REQUIREMENTS
Show each line below that contains the word "cloud".

** Start of SUPPLIED RECORDS **

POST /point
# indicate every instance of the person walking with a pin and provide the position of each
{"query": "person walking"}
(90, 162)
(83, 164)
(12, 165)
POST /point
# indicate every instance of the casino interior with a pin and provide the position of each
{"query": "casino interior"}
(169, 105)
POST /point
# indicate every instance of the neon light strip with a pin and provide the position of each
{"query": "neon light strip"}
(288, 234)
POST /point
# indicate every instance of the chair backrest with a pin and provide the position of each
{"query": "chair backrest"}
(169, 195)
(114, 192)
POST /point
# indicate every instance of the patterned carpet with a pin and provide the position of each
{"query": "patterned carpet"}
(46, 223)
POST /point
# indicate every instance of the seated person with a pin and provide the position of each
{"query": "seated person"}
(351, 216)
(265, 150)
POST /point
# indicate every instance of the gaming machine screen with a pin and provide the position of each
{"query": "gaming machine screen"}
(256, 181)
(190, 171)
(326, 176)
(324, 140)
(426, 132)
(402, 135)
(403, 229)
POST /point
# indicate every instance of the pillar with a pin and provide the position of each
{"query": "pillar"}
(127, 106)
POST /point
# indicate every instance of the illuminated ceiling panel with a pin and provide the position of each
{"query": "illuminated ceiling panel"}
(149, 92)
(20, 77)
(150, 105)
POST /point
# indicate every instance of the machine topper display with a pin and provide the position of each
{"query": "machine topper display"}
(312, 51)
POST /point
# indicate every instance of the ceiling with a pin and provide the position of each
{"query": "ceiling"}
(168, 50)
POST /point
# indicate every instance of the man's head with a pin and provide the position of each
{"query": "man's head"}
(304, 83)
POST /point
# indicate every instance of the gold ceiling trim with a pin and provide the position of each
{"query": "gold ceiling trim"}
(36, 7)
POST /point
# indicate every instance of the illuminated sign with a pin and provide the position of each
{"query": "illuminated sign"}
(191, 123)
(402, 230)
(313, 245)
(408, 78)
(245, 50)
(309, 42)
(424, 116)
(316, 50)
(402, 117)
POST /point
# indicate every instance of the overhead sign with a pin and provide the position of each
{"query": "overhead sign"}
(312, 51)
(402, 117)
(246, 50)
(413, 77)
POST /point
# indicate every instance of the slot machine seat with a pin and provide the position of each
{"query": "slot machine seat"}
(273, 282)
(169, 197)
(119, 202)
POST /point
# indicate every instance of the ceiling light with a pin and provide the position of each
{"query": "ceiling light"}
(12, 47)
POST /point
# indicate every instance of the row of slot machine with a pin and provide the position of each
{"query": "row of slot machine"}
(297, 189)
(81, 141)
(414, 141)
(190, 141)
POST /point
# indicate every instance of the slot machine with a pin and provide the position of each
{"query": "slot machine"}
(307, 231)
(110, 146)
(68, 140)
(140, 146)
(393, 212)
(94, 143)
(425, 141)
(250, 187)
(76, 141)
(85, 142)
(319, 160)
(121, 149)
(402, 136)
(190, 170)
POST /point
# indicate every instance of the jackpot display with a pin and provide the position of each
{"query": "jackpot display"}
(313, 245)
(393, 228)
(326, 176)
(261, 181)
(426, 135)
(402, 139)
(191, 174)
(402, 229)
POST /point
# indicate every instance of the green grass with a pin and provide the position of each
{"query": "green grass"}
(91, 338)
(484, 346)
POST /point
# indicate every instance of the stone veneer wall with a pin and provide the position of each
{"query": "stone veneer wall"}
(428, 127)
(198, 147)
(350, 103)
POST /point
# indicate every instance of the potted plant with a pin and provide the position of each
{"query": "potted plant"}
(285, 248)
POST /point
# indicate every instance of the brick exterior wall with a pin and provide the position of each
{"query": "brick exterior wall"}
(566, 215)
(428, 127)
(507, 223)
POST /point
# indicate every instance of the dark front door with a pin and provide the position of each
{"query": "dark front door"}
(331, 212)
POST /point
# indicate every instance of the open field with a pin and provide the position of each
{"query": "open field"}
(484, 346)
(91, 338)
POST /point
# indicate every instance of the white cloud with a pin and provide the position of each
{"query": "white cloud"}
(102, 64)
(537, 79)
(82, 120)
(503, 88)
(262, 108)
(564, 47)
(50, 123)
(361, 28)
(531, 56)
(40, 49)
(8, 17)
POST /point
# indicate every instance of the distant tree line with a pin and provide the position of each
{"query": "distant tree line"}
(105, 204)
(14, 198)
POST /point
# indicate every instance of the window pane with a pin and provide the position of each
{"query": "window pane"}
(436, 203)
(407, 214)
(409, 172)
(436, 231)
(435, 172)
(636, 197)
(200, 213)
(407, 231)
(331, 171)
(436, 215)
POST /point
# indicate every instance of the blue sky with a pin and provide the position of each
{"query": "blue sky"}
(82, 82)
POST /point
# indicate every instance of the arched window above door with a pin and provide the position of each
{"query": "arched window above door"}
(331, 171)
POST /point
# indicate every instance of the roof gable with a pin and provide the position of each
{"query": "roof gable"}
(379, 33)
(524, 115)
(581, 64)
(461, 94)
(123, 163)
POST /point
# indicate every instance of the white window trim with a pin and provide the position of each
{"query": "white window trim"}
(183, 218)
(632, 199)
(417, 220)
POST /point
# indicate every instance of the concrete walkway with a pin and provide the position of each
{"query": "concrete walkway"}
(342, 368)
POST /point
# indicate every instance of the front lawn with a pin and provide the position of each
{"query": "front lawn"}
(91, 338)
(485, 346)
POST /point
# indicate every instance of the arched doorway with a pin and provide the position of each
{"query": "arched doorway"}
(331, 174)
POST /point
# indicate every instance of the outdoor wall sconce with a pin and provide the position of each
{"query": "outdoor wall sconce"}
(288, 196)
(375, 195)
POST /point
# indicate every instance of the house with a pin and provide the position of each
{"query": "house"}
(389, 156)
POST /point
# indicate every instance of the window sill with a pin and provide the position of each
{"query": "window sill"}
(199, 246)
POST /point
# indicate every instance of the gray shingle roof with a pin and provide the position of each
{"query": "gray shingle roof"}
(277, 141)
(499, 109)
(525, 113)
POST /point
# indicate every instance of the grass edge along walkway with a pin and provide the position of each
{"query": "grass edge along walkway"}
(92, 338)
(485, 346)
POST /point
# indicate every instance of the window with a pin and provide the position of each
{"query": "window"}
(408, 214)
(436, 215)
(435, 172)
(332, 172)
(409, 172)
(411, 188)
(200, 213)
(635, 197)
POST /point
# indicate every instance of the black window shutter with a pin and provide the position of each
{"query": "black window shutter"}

** End of SUPPLIED RECORDS **

COMPLETE RESPONSE
# indicate every instance of the white cloud with a pin and provide the position of each
{"query": "white cloud"}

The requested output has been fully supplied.